◆ **Exercise goal**: Print all records exactly, leaving nothing out.

◆ **Excerpted records**:
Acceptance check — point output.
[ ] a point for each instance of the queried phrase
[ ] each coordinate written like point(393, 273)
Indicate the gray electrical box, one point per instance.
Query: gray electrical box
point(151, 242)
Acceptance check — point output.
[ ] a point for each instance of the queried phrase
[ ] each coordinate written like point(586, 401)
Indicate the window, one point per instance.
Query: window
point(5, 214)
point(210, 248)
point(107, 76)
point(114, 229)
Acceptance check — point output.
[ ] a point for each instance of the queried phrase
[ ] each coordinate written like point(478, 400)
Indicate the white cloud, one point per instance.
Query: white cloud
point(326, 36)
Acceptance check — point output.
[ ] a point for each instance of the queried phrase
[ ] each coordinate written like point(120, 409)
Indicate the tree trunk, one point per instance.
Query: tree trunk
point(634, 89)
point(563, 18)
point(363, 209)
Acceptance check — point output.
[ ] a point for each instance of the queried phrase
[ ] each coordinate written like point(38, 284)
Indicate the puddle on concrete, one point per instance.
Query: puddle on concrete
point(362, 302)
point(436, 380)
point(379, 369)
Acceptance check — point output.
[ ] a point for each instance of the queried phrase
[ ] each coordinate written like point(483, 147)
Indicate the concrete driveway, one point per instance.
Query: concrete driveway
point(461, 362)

◆ **Full answer**:
Acceptance check — point output.
[ ] a point for each instance of the queried phrase
[ ] each coordinate written like point(393, 273)
Indicate the gray electrical box, one point per instance.
Query: gray electrical box
point(151, 242)
Acceptance check — point output.
[ ] a point for each instance of the queried phrase
[ ] each coordinate written like point(586, 401)
Indicate the window, one point per instance.
Query: window
point(5, 214)
point(210, 248)
point(107, 76)
point(114, 229)
Acceptance check — point output.
[ ] a point for each instance of the queried phrase
[ ] each coordinate written like point(478, 400)
Indicate the white cloud, one point per instance.
Query: white cloud
point(326, 36)
Acceptance check — point output.
[ ] a point for each instance of the queried phrase
[ ] each coordinate written like point(120, 409)
Indicate the tree trunk, one point per instance.
Query: tree trunk
point(634, 89)
point(563, 18)
point(363, 209)
Acceptance check — point output.
[ ] a point for each instance of the queried phrase
[ ] each coordinate written like point(38, 284)
Indicate the puddle on concrete, one point per instance.
Query: puddle on concrete
point(362, 302)
point(436, 380)
point(379, 369)
Acceptance check — point output.
[ ] a point for each instance of the queried phrase
[ ] each coordinate written like point(483, 147)
Indicate the concrete driveway, one point per instance.
Query: concrete driveway
point(461, 362)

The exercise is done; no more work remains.